[begin GIVEN RECORDS]

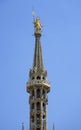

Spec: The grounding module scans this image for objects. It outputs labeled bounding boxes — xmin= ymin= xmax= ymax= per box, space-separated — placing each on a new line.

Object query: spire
xmin=53 ymin=123 xmax=55 ymax=130
xmin=22 ymin=123 xmax=24 ymax=130
xmin=33 ymin=18 xmax=43 ymax=70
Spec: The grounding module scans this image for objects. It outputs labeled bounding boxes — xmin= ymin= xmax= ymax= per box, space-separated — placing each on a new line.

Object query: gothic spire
xmin=33 ymin=18 xmax=43 ymax=70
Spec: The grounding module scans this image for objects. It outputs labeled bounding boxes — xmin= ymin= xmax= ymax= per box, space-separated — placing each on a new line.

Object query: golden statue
xmin=34 ymin=18 xmax=42 ymax=34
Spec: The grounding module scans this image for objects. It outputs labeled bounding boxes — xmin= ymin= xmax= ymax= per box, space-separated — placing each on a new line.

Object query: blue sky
xmin=0 ymin=0 xmax=81 ymax=130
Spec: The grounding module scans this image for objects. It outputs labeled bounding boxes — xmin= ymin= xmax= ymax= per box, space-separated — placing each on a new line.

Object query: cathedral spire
xmin=33 ymin=18 xmax=43 ymax=70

[end GIVEN RECORDS]

#### EXERCISE DETAILS
Render every line of the rows above as a numbered list, skipping blank lines and leaving out the pictures.

#### EXERCISE ANSWER
1. Spec: The grounding module scans this image for objects. It outputs labeled bounding boxes — xmin= ymin= xmax= ymax= per box, space-separated — placing each on a new line.
2. Object query: spire
3. xmin=53 ymin=123 xmax=55 ymax=130
4. xmin=22 ymin=123 xmax=24 ymax=130
5. xmin=33 ymin=18 xmax=43 ymax=70
6. Spec: The grounding module scans this image for objects. It outputs labeled bounding boxes — xmin= ymin= xmax= ymax= per box, space-separated — placing each on a new line.
7. Object query: gothic spire
8. xmin=33 ymin=18 xmax=43 ymax=70
9. Spec: The grounding module scans this image for objects. It outputs labeled bounding boxes — xmin= ymin= xmax= ymax= per box, space-separated — placing each on a new line.
10. Object query: golden statue
11. xmin=34 ymin=18 xmax=42 ymax=34
12. Spec: The grounding module scans this image for objects. It outputs labeled bounding boxes — xmin= ymin= xmax= ymax= per box, space-separated — placing each on a new line.
13. Object query: blue sky
14. xmin=0 ymin=0 xmax=81 ymax=130
15. Spec: The grounding module scans this image for objects. It outputs labeled bounding boxes — xmin= ymin= xmax= ymax= per box, space-separated — placing each on a new line.
16. Object query: cathedral spire
17. xmin=33 ymin=18 xmax=43 ymax=70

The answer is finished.